[Start of Attachment]

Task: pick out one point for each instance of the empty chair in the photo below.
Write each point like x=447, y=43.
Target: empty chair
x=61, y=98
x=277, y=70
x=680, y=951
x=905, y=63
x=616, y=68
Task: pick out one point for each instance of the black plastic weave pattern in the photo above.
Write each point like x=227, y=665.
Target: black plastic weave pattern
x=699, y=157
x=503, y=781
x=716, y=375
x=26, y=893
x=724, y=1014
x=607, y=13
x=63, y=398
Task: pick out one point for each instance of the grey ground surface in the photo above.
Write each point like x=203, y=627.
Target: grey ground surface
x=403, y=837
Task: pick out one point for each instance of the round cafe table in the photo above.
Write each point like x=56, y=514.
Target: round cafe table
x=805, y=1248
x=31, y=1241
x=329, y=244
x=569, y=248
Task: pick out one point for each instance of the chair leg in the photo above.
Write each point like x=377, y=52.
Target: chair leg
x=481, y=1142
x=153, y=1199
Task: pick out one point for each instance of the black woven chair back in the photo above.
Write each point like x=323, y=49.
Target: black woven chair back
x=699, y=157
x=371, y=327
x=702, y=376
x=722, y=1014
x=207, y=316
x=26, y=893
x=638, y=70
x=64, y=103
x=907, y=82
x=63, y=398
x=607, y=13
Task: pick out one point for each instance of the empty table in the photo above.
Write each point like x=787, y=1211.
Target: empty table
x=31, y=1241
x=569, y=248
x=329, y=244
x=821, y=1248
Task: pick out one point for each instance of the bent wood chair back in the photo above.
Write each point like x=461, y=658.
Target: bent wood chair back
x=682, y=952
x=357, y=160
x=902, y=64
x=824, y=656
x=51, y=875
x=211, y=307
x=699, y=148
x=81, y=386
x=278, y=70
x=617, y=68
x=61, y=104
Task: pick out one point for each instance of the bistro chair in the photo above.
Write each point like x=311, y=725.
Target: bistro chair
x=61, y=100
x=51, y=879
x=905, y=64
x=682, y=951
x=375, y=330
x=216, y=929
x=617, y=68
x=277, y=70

[End of Attachment]

PROBLEM DESCRIPTION: The answer must be a verbatim transcription of the entries above, from the first line through the line that contains "Write each point like x=323, y=49.", and nothing more.

TASK ANSWER:
Task: pick out one point for each instance of the empty chair in the photo below.
Write each point like x=447, y=43.
Target: empty chair
x=61, y=98
x=277, y=70
x=680, y=951
x=905, y=63
x=616, y=68
Task: pick out one point for each instance of the black plastic weave pattern in the photo above.
Write each point like x=227, y=665.
Target: black plastic weave pattern
x=699, y=157
x=503, y=781
x=716, y=375
x=26, y=893
x=724, y=1014
x=607, y=13
x=63, y=398
Task: pick out one point for each instance of the grey ground surface in the photo above.
Write each point like x=203, y=627.
Target: grey ground surface
x=403, y=837
Task: pick out one point for each instance of the round cafe table in the photo above.
Write each point like x=56, y=514.
Target: round cafe table
x=805, y=1248
x=31, y=1241
x=329, y=244
x=569, y=248
Task: pick out one point for each instance of the chair leg in the photo above.
Write each point like x=377, y=52.
Target: chair leg
x=481, y=1142
x=153, y=1199
Task: pick out one point for each instance of the black woven chair back in the photo above.
Write each point like x=323, y=49.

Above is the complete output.